• _Document extract_:
────────────────

Ng, who faces the death penalty, is charged with slaying a dozen people at a Calaveras County cabin in the mid-1980s.
His trial was transferred to Orange County because pretrial publicity may have tainted the jury pool in Northern California.
Superior Court Judge John J. Ryan interviewed 405 prospective jurors Monday morning and dismissed those who have financial, health or other hardships that would prevent them from sitting through a trial estimated to last from six to nine months.
Over the next two weeks, Ryan is expected to interview as many as 3,240 residents, one of the largest jury pools ever in the county.
“It is very difficult for individuals to be off work for that long when they do not get paid,” said Pat Hill, assistant executive officer for the court’s jury services.
Hill said a typical Orange County criminal case lasts three to seven days and requires a jury pool of about 45 people.

────────────────

• _Records in a dataset_:
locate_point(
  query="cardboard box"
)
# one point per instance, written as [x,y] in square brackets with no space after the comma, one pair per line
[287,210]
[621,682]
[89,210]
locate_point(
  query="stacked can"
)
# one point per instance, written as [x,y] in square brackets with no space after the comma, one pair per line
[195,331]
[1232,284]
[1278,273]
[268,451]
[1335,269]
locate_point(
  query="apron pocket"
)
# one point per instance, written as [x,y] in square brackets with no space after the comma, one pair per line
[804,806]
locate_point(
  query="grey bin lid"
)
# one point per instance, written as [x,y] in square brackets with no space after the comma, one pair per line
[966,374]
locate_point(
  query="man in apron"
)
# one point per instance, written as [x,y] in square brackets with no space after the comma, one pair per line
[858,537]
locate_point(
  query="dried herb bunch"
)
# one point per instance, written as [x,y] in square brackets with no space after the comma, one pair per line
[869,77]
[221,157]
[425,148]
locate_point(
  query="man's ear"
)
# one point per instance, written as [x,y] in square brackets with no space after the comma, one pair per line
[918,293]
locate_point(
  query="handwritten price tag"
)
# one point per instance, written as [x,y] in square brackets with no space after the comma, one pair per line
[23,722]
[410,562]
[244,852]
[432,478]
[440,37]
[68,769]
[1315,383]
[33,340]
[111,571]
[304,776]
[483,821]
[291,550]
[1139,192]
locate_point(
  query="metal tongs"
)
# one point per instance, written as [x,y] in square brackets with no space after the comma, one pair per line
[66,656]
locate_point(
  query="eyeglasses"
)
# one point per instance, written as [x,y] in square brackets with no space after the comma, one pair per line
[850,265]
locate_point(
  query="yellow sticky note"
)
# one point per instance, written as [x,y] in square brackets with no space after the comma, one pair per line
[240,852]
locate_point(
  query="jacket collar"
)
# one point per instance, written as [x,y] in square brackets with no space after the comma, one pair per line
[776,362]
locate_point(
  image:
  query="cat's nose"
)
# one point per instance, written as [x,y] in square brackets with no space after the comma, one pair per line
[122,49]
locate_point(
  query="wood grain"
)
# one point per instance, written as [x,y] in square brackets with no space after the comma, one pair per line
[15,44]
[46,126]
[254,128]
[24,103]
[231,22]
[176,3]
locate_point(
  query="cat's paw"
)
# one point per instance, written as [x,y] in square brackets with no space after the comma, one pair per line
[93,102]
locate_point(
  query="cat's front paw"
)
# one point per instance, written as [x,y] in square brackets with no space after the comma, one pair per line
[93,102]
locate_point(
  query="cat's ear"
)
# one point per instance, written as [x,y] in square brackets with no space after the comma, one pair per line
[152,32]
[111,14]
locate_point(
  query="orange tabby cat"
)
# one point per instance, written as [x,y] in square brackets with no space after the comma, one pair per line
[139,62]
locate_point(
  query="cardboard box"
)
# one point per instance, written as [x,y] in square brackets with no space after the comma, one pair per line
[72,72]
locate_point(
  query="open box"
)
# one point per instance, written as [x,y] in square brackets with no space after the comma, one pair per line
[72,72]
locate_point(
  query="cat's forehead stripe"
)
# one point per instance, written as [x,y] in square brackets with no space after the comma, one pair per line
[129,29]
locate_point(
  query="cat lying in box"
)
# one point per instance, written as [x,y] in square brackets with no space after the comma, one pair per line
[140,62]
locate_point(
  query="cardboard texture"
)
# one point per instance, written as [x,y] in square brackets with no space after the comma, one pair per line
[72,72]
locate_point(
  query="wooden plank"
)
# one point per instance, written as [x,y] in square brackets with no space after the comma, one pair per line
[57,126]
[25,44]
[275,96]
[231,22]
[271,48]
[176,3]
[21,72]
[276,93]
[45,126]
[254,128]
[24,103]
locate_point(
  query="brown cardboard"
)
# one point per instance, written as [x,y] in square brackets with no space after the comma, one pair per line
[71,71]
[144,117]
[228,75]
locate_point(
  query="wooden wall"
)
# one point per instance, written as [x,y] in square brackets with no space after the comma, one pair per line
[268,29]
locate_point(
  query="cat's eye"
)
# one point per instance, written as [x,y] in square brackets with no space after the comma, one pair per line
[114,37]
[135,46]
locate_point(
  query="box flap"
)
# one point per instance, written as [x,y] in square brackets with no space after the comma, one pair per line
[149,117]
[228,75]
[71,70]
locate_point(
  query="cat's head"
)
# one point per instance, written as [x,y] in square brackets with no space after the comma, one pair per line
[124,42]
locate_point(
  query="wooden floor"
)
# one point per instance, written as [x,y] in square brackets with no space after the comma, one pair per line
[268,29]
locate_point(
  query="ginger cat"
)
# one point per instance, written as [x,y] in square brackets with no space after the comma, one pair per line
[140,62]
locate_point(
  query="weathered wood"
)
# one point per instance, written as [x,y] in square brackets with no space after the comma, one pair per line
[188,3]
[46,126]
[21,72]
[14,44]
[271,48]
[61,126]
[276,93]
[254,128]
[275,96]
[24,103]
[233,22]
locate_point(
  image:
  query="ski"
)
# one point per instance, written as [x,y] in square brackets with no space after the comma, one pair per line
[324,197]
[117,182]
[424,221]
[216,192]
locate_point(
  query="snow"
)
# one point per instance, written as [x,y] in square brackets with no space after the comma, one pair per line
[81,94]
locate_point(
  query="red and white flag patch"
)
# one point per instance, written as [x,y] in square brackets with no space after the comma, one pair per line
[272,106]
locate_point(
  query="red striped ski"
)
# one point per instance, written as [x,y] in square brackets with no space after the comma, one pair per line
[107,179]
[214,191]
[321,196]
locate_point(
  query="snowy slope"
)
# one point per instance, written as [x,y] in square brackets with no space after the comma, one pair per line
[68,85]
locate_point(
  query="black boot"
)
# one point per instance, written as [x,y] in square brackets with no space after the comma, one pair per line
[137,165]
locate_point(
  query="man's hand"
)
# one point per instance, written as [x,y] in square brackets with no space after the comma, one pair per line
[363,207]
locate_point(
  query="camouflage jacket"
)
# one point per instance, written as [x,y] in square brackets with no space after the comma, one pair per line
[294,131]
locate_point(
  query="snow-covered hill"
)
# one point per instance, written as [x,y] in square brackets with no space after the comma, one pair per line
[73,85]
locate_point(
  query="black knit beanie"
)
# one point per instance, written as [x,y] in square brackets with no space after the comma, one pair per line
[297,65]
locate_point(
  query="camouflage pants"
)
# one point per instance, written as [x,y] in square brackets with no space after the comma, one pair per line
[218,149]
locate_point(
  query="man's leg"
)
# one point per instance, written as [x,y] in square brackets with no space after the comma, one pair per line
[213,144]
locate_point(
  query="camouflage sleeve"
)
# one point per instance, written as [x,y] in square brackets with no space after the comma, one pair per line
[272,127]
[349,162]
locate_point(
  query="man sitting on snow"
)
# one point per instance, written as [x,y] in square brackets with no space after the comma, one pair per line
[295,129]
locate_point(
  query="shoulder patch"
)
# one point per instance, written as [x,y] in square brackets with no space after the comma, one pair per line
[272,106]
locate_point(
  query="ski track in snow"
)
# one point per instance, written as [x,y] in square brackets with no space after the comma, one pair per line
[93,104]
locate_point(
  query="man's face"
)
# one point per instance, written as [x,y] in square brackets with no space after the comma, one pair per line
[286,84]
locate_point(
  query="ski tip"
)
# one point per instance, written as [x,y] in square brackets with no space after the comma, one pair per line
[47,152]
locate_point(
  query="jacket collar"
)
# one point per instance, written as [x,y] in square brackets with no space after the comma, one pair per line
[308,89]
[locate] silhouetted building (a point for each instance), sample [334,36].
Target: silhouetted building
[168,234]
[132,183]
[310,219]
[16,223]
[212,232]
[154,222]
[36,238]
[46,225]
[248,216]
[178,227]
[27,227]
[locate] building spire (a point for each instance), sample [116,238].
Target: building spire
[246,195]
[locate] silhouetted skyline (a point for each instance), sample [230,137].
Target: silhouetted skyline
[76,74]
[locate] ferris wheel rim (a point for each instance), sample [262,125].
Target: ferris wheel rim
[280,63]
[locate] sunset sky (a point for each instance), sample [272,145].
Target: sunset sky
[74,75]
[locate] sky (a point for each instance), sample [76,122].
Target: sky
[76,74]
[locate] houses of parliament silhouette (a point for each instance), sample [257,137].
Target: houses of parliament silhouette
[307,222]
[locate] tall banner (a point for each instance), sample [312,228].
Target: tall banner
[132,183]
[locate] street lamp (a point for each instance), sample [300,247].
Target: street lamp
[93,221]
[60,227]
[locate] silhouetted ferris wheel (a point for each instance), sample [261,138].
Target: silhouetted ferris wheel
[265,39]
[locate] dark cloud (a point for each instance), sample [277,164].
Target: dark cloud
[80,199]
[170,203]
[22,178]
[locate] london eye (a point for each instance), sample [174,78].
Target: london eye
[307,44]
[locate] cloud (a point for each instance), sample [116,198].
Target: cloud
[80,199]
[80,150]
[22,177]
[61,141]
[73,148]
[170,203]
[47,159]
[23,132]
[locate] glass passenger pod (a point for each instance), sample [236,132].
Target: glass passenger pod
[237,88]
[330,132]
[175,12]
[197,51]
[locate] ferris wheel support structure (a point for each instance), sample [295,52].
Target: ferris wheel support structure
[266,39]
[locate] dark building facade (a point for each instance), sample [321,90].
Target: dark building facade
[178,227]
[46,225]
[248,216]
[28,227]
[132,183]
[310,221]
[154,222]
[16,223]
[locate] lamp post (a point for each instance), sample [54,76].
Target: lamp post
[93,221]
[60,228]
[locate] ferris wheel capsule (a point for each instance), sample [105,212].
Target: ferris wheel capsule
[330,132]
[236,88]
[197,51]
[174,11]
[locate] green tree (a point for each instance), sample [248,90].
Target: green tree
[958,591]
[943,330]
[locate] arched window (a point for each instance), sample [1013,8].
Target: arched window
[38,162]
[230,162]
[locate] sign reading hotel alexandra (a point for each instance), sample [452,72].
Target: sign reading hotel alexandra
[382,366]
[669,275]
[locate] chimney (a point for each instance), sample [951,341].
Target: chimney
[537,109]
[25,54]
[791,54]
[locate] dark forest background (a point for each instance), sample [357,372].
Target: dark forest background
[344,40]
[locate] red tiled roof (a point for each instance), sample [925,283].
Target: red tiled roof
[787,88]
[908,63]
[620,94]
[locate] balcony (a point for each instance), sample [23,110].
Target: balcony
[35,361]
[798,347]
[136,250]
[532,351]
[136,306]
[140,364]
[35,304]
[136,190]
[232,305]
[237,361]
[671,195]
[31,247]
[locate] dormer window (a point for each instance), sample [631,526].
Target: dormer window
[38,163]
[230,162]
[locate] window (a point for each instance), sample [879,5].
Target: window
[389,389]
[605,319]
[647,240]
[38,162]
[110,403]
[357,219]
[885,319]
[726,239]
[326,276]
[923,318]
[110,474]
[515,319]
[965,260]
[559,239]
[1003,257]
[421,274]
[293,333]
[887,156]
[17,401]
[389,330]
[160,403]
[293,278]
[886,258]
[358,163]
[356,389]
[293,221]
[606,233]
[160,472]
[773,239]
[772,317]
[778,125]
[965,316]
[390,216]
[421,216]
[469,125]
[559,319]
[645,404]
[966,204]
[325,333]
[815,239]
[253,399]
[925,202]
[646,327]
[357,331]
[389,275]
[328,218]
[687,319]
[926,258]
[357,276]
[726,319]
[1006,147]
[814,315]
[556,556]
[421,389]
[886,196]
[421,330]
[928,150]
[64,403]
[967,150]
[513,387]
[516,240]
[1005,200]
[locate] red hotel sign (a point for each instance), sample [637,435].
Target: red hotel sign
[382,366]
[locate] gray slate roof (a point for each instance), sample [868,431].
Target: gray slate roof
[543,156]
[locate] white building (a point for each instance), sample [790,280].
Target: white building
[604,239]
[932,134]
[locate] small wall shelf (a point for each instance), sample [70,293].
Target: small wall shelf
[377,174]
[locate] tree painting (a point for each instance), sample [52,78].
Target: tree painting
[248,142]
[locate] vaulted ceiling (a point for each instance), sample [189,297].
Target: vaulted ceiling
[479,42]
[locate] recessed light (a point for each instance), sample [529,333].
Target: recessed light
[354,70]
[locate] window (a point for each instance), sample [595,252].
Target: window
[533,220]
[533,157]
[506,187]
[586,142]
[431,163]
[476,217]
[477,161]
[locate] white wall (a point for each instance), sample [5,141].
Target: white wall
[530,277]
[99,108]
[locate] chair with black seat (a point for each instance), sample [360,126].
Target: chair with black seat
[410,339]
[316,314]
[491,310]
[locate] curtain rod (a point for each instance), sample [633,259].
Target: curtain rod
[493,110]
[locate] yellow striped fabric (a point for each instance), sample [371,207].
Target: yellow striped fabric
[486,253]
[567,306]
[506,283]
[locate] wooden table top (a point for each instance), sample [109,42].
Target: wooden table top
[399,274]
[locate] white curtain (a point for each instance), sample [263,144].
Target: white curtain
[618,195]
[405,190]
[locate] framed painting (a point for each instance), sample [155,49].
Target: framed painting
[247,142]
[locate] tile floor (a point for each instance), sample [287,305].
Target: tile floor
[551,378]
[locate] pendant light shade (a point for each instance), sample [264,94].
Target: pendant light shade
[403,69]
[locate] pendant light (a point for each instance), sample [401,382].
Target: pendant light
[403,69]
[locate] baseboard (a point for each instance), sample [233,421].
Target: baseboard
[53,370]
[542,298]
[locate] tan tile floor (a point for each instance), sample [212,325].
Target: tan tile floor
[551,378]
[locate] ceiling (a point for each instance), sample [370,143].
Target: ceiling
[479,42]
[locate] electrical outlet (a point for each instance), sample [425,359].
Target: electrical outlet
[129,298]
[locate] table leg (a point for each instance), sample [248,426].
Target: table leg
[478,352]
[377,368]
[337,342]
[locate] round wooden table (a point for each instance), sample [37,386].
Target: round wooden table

────────────────

• _Set of tasks_:
a) Reproduce the portion of the jury selection article starting at "Superior Court Judge" and ending at "in the county.".
b) According to the jury selection article, why was the trial moved to Orange County?

• _Answers provided_:
a)
Superior Court Judge John J. Ryan interviewed 405 prospective jurors Monday morning and dismissed those who have financial, health or other hardships that would prevent them from sitting through a trial estimated to last from six to nine months.
Over the next two weeks, Ryan is expected to interview as many as 3,240 residents, one of the largest jury pools ever in the county.

b) Pretrial publicity may have tainted the jury pool in Northern California.